------ EXTRACTED MATERIAL ------

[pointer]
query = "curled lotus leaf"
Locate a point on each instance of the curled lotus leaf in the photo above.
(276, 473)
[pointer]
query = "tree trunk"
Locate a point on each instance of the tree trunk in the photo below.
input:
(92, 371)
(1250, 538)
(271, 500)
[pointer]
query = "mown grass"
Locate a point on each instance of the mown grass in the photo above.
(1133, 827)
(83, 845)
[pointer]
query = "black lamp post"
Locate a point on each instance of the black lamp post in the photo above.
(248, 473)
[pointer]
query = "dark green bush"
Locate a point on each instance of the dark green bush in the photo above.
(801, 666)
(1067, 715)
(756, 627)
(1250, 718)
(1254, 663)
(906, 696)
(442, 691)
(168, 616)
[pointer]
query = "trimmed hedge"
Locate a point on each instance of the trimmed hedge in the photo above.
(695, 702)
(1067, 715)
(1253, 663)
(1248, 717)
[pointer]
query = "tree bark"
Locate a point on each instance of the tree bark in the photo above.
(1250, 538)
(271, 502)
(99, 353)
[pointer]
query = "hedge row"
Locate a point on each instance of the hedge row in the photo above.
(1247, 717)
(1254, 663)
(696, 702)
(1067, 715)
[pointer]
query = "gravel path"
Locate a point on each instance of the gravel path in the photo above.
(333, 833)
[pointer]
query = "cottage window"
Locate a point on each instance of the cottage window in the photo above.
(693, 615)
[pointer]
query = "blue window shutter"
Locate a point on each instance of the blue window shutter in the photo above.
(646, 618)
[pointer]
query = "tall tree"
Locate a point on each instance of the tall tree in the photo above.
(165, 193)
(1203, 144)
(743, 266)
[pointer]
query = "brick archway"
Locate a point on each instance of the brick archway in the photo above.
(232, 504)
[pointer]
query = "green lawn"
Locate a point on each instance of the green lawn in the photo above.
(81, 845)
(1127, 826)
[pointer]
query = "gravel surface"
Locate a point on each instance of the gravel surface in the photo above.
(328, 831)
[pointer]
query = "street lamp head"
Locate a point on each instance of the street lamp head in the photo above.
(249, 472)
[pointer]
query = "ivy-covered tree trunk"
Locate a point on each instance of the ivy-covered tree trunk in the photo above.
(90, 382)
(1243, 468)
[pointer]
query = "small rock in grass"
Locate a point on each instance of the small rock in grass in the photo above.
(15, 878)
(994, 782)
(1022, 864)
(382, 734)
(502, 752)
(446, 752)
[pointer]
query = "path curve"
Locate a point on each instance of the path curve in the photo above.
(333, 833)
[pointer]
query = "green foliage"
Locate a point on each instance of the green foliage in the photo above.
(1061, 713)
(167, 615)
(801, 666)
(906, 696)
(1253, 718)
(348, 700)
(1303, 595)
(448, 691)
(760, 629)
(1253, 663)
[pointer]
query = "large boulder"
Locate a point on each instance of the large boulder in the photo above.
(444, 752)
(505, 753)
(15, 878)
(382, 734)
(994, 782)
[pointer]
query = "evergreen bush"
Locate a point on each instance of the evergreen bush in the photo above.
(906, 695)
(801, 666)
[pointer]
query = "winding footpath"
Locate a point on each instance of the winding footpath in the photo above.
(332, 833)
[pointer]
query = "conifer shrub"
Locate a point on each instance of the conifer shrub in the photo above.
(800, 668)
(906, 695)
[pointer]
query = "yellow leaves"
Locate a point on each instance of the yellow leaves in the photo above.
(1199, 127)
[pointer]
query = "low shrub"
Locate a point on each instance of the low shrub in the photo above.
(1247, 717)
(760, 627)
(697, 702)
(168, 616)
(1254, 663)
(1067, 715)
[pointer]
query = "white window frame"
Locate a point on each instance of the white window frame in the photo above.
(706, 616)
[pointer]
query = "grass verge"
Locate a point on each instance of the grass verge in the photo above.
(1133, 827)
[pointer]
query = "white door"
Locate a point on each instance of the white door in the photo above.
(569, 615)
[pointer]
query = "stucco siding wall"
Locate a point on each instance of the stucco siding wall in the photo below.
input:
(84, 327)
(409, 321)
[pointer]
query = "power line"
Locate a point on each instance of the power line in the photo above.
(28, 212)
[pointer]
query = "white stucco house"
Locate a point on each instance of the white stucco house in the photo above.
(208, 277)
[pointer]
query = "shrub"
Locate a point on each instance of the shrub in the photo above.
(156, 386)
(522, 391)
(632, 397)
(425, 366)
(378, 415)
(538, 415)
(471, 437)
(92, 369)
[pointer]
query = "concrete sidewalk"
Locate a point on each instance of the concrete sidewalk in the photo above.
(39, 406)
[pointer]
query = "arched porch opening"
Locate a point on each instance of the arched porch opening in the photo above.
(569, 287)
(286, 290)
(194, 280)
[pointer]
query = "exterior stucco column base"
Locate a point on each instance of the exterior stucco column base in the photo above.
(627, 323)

------

### SHORT TASK
Lay out every line of the data above as a JSON list of strings, one string per line, leaving out blank lines.

### RESULT
[
  "[pointer]",
  "query = \"curled lotus leaf\"",
  "Locate a point on each instance of the curled lotus leaf in the photo above.",
  "(276, 473)",
  "[pointer]",
  "query = \"tree trunk\"",
  "Locate a point on each instance of the tree trunk in the photo below.",
  "input:",
  "(92, 371)",
  "(1250, 538)",
  "(271, 500)",
  "[pointer]",
  "query = \"mown grass\"",
  "Locate a point on each instance of the mown grass in the photo above.",
  "(1133, 827)",
  "(83, 845)",
  "[pointer]",
  "query = \"black lamp post\"",
  "Locate a point on each instance of the black lamp post in the photo above.",
  "(248, 473)",
  "[pointer]",
  "query = \"dark green bush\"",
  "Locate a point on each instance of the dark green bush in the photo above.",
  "(801, 666)",
  "(1067, 715)",
  "(756, 627)",
  "(1250, 718)",
  "(1254, 663)",
  "(906, 696)",
  "(442, 691)",
  "(168, 616)",
  "[pointer]",
  "query = \"trimmed hedge\"",
  "Locate a point on each instance of the trimmed hedge in the photo above.",
  "(695, 702)",
  "(1067, 715)",
  "(1253, 663)",
  "(1248, 717)",
  "[pointer]",
  "query = \"tree bark\"",
  "Locate a point on each instance of the tree bark in the photo above.",
  "(1250, 538)",
  "(271, 502)",
  "(99, 353)",
  "[pointer]",
  "query = \"hedge row\"",
  "Locate a point on each instance of the hedge row in the photo above.",
  "(1247, 717)",
  "(1254, 663)",
  "(696, 702)",
  "(1067, 715)",
  "[pointer]",
  "query = \"gravel path\"",
  "Locate a point on each instance of the gravel path in the photo above.",
  "(333, 833)",
  "[pointer]",
  "query = \"cottage window\"",
  "Locate a point on each instance of the cottage window in the photo above.",
  "(693, 615)",
  "[pointer]",
  "query = \"blue window shutter\"",
  "Locate a point on each instance of the blue window shutter in the photo above.",
  "(646, 618)",
  "[pointer]",
  "query = \"tall tree\"",
  "Locate a point on each instance of the tall tree in the photo above.",
  "(165, 193)",
  "(1203, 144)",
  "(743, 266)",
  "[pointer]",
  "query = \"brick archway\"",
  "Locate a point on each instance of the brick archway in the photo above.",
  "(232, 504)",
  "[pointer]",
  "query = \"green lawn\"",
  "Locate a point on each instance of the green lawn in the photo above.",
  "(81, 845)",
  "(1127, 826)",
  "[pointer]",
  "query = \"gravel surface\"",
  "Locate a point on each instance of the gravel surface in the photo above.",
  "(328, 831)",
  "[pointer]",
  "query = \"street lamp head\"",
  "Locate a point on each instance of the street lamp head in the photo above.",
  "(249, 472)",
  "[pointer]",
  "query = \"ivy-covered tree trunk\"",
  "Locate a point on each instance of the ivy-covered tree trunk in the photo above.",
  "(90, 382)",
  "(1243, 468)",
  "[pointer]",
  "query = \"small rock in grass\"",
  "Locate a point on each instance of the small rock in grass in the photo above.",
  "(15, 878)",
  "(994, 782)",
  "(1022, 864)",
  "(382, 734)",
  "(502, 752)",
  "(446, 752)",
  "[pointer]",
  "query = \"path curve\"",
  "Locate a point on each instance of the path curve in the photo above.",
  "(333, 833)",
  "[pointer]",
  "query = \"green foliage\"",
  "Locate a point on each instance of the green foliage in the photo above.",
  "(1061, 713)",
  "(167, 615)",
  "(801, 666)",
  "(906, 696)",
  "(1253, 718)",
  "(348, 700)",
  "(1303, 595)",
  "(448, 691)",
  "(760, 629)",
  "(1253, 663)",
  "[pointer]",
  "query = \"large boulder\"",
  "Locate a point on each instance of the large boulder in the photo above.",
  "(444, 752)",
  "(505, 753)",
  "(15, 878)",
  "(382, 734)",
  "(994, 782)",
  "[pointer]",
  "query = \"evergreen bush\"",
  "Locate a point on each instance of the evergreen bush in the photo above.",
  "(906, 695)",
  "(801, 666)",
  "[pointer]",
  "query = \"winding footpath\"",
  "Locate a point on each instance of the winding footpath in the photo above.",
  "(332, 833)",
  "[pointer]",
  "query = \"conifer shrub\"",
  "Locate a point on each instance of the conifer shrub in the photo above.",
  "(800, 668)",
  "(906, 695)",
  "[pointer]",
  "query = \"yellow leaves\"",
  "Locate a point on each instance of the yellow leaves in the photo above.",
  "(1199, 127)",
  "[pointer]",
  "query = \"low shrub\"",
  "Locate a point on each instance of the low shrub in the photo above.",
  "(1247, 717)",
  "(760, 627)",
  "(697, 702)",
  "(168, 616)",
  "(1254, 663)",
  "(1067, 715)",
  "[pointer]",
  "query = \"white window frame\"",
  "Locate a point on each instance of the white window frame in the photo above.",
  "(706, 616)",
  "[pointer]",
  "query = \"grass verge\"",
  "Locate a point on each instance of the grass verge in the photo above.",
  "(1133, 827)",
  "[pointer]",
  "query = \"white door\"",
  "Locate a point on each instance of the white door in the photo above.",
  "(569, 615)",
  "[pointer]",
  "query = \"stucco siding wall\"",
  "Locate a point on each instance of the stucco siding wall in the photo below.",
  "input:",
  "(84, 327)",
  "(409, 321)",
  "[pointer]",
  "query = \"power line\"",
  "Locate a point on each instance of the power line in the photo above.",
  "(28, 212)",
  "[pointer]",
  "query = \"white stucco house\"",
  "Locate a point on each instance of the white stucco house in the photo above.",
  "(208, 277)",
  "[pointer]",
  "query = \"shrub\"",
  "Locate a point on each instance of the shrub in the photo above.",
  "(156, 386)",
  "(522, 391)",
  "(632, 397)",
  "(425, 366)",
  "(378, 415)",
  "(538, 415)",
  "(471, 437)",
  "(92, 369)",
  "[pointer]",
  "query = \"concrete sidewalk\"",
  "Locate a point on each instance of the concrete sidewalk in the photo above.",
  "(39, 406)",
  "[pointer]",
  "query = \"arched porch opening\"",
  "Locate a point on each instance of the arched porch opening in the photo above.",
  "(569, 287)",
  "(286, 290)",
  "(194, 280)",
  "[pointer]",
  "query = \"exterior stucco column base\"",
  "Locate a point on each instance of the exterior stucco column base in the photo above.",
  "(627, 323)"
]